→ **WHAT IS REQUIRED**: Please reproduce, exactly as given, the lines running from the start of the data to the line containing "the street nameplate", inclusive, and omit the pictures.

→ **THE DATA**:
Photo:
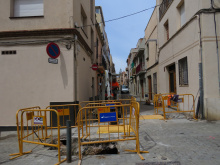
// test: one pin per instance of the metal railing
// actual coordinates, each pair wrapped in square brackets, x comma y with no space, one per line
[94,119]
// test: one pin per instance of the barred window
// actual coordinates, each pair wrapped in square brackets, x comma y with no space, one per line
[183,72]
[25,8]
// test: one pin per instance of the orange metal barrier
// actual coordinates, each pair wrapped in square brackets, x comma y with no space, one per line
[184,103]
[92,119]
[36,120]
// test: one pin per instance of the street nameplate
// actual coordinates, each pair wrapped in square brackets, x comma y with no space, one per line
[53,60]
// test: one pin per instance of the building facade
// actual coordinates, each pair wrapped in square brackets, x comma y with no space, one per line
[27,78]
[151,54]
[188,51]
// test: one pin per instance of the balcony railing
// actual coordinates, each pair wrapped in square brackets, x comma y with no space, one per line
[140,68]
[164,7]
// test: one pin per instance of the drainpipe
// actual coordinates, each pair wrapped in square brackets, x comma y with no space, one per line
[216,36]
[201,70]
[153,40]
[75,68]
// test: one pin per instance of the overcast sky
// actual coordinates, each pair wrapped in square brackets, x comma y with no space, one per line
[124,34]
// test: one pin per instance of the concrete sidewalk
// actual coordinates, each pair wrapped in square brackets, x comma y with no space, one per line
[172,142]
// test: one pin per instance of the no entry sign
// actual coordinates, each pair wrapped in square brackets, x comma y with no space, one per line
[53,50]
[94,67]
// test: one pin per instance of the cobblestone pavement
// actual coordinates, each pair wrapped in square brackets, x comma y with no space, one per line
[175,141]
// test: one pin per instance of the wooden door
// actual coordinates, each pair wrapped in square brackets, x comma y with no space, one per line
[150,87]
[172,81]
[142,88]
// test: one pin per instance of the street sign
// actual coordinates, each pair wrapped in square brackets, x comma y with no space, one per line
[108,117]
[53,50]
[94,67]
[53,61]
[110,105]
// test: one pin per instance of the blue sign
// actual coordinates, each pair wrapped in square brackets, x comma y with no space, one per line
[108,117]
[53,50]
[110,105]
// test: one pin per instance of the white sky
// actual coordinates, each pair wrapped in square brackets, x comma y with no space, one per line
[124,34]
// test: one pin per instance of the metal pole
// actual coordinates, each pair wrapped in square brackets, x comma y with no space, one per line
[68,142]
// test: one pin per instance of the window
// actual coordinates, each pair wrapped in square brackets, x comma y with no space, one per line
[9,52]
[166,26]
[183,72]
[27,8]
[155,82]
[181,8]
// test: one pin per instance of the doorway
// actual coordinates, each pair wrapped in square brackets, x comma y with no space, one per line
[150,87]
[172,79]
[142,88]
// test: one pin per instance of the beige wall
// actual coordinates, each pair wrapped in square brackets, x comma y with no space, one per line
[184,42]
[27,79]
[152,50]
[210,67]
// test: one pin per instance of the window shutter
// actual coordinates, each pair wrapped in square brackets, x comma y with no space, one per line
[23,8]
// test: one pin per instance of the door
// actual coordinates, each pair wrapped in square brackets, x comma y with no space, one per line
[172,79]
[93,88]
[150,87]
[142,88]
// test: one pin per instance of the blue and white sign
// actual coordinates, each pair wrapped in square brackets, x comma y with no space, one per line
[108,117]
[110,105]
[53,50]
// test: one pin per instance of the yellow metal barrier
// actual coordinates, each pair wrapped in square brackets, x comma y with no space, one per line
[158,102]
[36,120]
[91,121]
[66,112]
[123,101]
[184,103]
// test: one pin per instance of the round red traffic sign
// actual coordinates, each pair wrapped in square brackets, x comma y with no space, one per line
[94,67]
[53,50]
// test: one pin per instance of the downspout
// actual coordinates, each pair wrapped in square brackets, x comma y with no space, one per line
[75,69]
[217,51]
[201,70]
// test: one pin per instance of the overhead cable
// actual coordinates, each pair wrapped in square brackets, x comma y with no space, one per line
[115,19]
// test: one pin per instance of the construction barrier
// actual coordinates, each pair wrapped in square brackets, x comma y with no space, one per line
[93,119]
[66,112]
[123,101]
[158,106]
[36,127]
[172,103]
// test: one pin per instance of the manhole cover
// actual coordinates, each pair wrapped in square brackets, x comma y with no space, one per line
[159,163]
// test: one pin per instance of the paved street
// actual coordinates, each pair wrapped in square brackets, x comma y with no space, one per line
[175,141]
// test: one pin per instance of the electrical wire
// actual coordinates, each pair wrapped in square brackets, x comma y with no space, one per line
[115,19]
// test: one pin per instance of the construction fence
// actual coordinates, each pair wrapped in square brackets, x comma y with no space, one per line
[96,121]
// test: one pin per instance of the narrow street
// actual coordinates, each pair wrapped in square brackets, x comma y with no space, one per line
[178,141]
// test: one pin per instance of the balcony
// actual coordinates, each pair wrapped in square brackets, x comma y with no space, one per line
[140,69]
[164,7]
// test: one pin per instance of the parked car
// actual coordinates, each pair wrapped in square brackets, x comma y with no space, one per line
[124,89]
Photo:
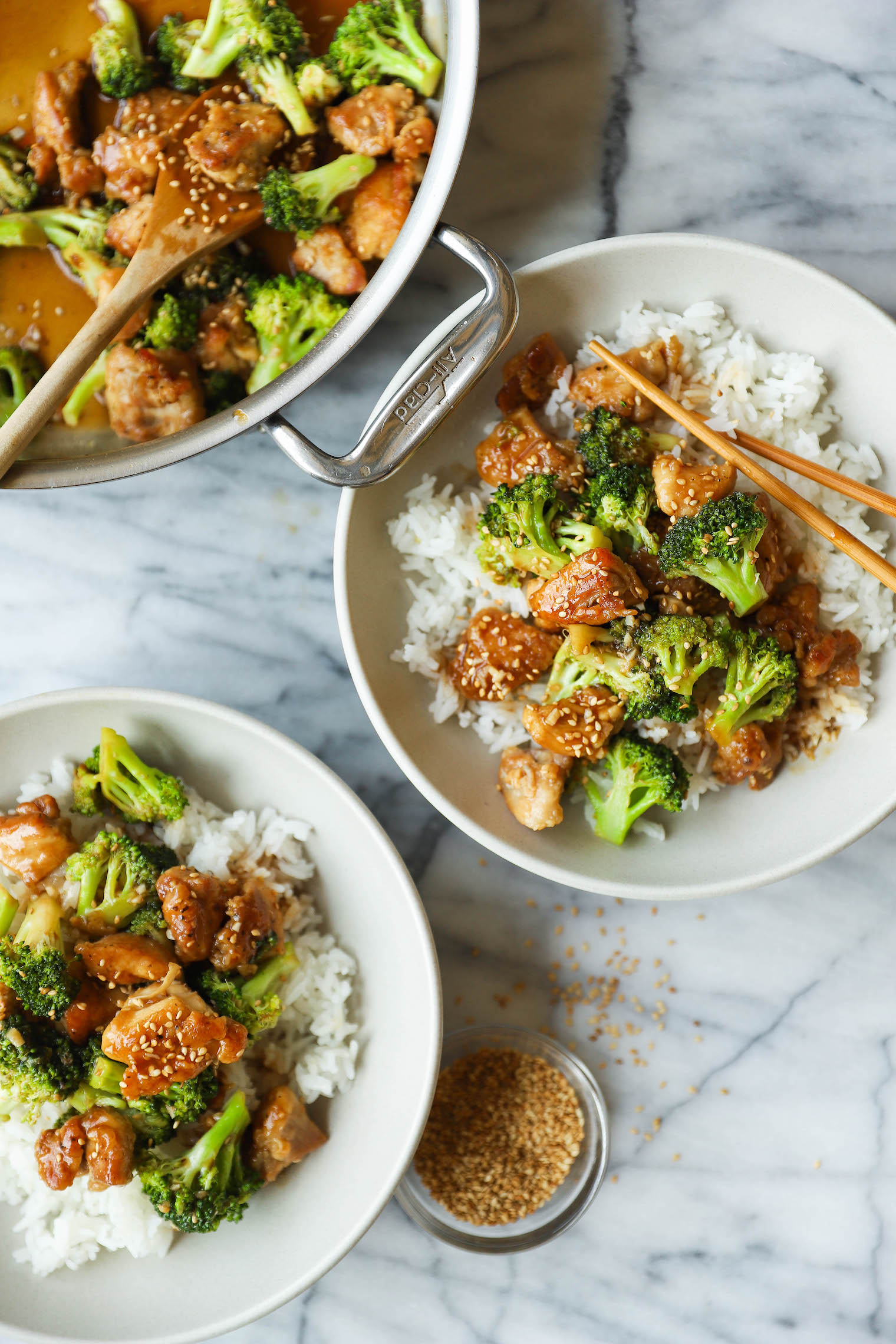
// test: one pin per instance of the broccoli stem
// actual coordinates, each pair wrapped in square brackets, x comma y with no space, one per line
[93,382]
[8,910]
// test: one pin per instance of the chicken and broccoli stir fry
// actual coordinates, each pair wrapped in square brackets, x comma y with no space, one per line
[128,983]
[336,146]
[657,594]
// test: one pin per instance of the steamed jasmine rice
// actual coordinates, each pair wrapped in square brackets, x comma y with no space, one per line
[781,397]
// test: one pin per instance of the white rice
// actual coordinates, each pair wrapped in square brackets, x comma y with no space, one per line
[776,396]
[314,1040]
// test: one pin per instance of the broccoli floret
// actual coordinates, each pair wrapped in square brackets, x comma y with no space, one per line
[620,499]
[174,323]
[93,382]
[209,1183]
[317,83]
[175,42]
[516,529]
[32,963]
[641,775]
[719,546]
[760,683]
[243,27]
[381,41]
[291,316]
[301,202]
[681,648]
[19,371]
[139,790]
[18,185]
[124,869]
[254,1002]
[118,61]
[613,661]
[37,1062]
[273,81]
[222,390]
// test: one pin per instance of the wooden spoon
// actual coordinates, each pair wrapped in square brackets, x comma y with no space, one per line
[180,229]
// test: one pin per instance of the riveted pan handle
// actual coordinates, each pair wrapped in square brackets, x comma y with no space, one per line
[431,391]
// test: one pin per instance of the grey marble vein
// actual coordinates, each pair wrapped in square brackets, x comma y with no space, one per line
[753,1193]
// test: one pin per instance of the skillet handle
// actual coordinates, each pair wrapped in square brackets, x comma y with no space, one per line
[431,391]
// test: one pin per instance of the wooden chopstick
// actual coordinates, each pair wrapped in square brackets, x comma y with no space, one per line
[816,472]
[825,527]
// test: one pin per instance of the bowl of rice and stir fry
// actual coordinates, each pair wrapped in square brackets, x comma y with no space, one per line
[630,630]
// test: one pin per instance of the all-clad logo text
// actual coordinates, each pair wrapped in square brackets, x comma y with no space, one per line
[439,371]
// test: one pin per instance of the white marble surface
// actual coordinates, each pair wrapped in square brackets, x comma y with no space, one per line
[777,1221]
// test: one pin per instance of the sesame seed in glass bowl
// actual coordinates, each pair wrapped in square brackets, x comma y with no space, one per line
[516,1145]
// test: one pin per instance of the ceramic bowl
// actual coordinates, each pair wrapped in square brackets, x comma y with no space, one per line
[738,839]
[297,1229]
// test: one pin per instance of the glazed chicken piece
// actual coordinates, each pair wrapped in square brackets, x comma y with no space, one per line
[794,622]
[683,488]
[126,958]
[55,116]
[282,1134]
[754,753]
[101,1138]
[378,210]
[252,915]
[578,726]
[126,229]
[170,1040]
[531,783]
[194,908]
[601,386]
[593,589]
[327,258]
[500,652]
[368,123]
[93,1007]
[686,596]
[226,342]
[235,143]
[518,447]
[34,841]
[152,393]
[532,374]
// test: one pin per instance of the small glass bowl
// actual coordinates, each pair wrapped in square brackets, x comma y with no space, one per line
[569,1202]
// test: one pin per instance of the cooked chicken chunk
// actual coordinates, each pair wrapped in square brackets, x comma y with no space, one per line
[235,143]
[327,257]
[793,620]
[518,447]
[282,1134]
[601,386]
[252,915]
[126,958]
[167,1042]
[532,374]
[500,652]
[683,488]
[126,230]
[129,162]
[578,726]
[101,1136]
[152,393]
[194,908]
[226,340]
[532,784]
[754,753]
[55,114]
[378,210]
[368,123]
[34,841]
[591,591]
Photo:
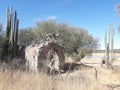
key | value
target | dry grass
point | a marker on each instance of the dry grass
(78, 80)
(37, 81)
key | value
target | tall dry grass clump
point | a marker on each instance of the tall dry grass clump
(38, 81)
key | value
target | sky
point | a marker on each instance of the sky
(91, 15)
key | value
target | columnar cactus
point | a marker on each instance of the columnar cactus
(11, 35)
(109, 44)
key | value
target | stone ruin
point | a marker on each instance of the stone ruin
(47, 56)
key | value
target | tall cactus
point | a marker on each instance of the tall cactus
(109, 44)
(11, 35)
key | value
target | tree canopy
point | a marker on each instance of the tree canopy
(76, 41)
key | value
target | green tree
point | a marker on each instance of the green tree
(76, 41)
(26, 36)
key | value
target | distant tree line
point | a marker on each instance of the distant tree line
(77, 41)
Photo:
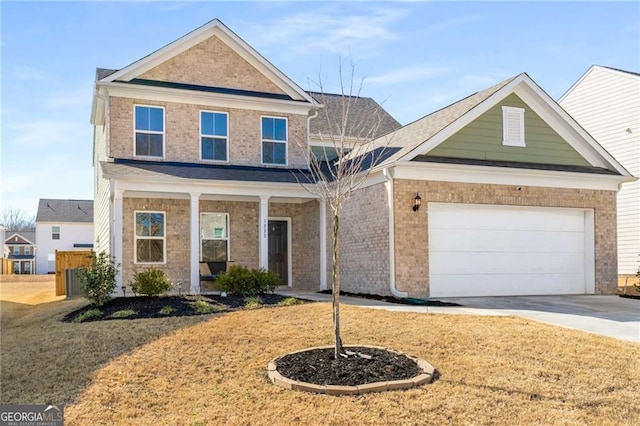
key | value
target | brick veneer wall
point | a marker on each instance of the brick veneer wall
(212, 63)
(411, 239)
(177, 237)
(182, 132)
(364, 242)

→ **EXERCISE OUTPUT**:
Photo:
// test: one pin per instance of the metal railing
// actual coordinates, each pair wrapped in square brackets, x comma y with no space, one per line
[94,119]
// test: one pin per instance of the barred window
// actual coordinates, each pair wrapped in square brackets, x comma y with no space, one per line
[183,72]
[25,8]
// test: one pin per instance of the orange metal barrier
// actual coordinates, each pair wrapped in square brackets, x comma y with no space, one per line
[184,103]
[92,119]
[36,120]
// test: one pin per instance of the street nameplate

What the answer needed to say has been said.